== SELECTED TEXT ==
----
At the same time, the
economic benefits of the region have also attracted more international
attention which has led to diplomatic brushes. One of the most infamous of
these rifts was the dispute,
starting in 2017, between the European Union and Norway over snow crab fishing
rights near the Svalbard coast. The issue was then brought to the Norwegian
Supreme Court, which ruled
in February last year that the EU needed to seek permission from Oslo before
engaging in any future snow crab catches, a ruling which was seen as having a
potentially positive effect on future Norwegian rights to drill for oil and gas
drilling in the region.
As a May 2019 article
[paywall] by Andreas Østhagen and Andreas Raspotnik also explained, the case
had potential ramifications for the integrity of the Svalbard Treaty system
itself. Yet, the matter may not be over, as it was reported
in October last year that the EU was again planning on awarding snow crab
fishing licenses despite the ruling.
Other non-Arctic
actors have also made attempts to subtly challenge Norway’s paramount role
within the Svalbard Treaty system, including China, which took Oslo to task
over 2014 plan to set up a radar installation in Svalbard, which the Norwegian
government vetoed
[in Norwegian], as well as Norwegian regulations over what constituted
permissible research activities on the islands. Beijing claimed in 2019 that
these rules were overly
restrictive [in Norwegian], and beyond Oslo’s treaty mandate.
Yet it has been
Russia which has been most active at seeking to chip away at what Moscow has
viewed as Oslo’s inflexibility regarding the treaty. Russian business interests
are active in Svalbard, especially in the Russian-majority town of Barentsburg, which has been seeking to turn itself from a
mining hub to a center for Arctic tourism. Barentsburg
and another Svalbard town, Pyramiden, were brought under Soviet administration for
coal mining purposes in the 1920s.
----
== RECORDS TO PROCESS ==

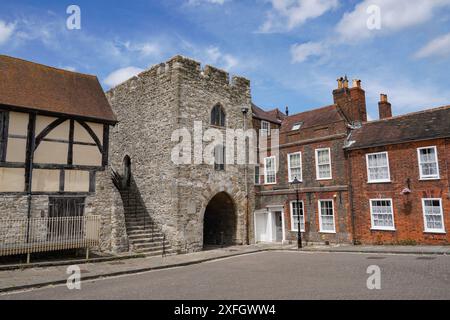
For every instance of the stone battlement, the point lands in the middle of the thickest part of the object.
(194, 69)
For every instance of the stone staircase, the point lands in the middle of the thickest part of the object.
(144, 235)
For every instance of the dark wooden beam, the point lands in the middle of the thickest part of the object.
(92, 134)
(92, 181)
(71, 134)
(4, 126)
(62, 180)
(67, 167)
(12, 165)
(31, 142)
(105, 153)
(47, 130)
(55, 114)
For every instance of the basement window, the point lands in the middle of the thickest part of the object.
(265, 128)
(428, 163)
(378, 167)
(432, 214)
(270, 175)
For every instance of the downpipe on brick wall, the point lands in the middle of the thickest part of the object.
(247, 218)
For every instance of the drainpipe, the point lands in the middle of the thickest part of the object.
(350, 194)
(247, 218)
(31, 142)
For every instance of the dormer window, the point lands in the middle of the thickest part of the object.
(297, 126)
(265, 128)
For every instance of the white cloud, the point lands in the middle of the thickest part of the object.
(288, 14)
(395, 15)
(6, 31)
(405, 95)
(301, 52)
(69, 68)
(145, 49)
(121, 75)
(198, 2)
(213, 55)
(437, 47)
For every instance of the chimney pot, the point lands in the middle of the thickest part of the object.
(345, 82)
(384, 107)
(356, 83)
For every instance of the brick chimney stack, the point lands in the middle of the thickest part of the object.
(384, 107)
(352, 101)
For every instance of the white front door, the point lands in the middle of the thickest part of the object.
(269, 225)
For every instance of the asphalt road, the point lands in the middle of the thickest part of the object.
(273, 276)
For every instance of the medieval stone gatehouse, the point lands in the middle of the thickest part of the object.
(194, 203)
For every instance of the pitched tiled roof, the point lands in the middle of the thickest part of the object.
(37, 87)
(424, 125)
(274, 115)
(313, 118)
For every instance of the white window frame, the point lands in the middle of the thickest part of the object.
(317, 164)
(368, 171)
(289, 166)
(297, 126)
(265, 131)
(294, 226)
(274, 169)
(426, 229)
(377, 228)
(320, 216)
(428, 177)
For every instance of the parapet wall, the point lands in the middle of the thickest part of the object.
----
== STATED GOAL 1 ==
Return every row above that contains the word "white". Case counts.
== STATED GOAL 2 ==
Continue the passage on Svalbard and the disputes over it from the point where it stops.

== RESPONSE 1 ==
For every instance of the white cloud, the point lands in the middle of the thickest part of the object.
For every instance of the white front door, the point lands in the middle of the thickest part of the object.
For every instance of the white window frame, the point lands in the middle of the thickest part of the object.

== RESPONSE 2 ==
Norwegian authorities
seem to be hoping to ride out the latest
protests from Russia over its administration and sovereignty. Svalbard itself
is demilitarized under the treaty, but remains strategically important for
Norway and its NATO allies. Klassekampen noted this
week how the former Soviet Union tried to overturn the Svalbard Treaty as early
as 1944, when its then-Foreign Minister Molotov demanded that Bjørnøya be turned over to Russia and Svalbard divided
between Norway and the Soviet Union, in return for the Soviet army’s liberation
of Finnmark from Nazi German occupiers. Norway
remained quiet as usual, the Cold War soon began and the Svalbard Treaty has
survived despite occasional protests from Russia.
Among the issues under
dispute are Norwegian plans to develop a fishing interdiction zone near
Svalbard, a deportation rule affecting specifically Russian citizens, and
regulations regarding Russian helicopter usage within Svalbard’s airspace which
Moscow saw as obstructive.
A subsequent
statement from the Norwegian MFA stated that ‘the views appearing in the letter
are regularly brought up by the Russian side and are well known to Norwegian
authorities’. The Russian governmental news service Rossiyskaya
Gazeta (Российская газета)
published a stinging
rebuke [in Russian] of Norway’s stance on these issues earlier this week,
stating that Oslo was in violation of the treaty by seeking to unfairly
micromanage Russian commercial activities in and around the islands.
According to an
article published today Spitsbergen
or Svalbard? The Answer Includes both Politics and History the perception
in Russia is that they were the first to discover Svalbard, in Russian
literature, the archipelago is referred to as Grumant,
which is a Russified version of the term for Greenland. In earlier times, one
did not know whether these islands were part of Greenland or not, as there was
much ice in the area.
Last year, Russia
began to pay closer
attention to oil drilling samples the USSR had collected in Svalbard in the
mid-1970s, a move is seen as an endeavor to further maintain its economic
foothold on the islands.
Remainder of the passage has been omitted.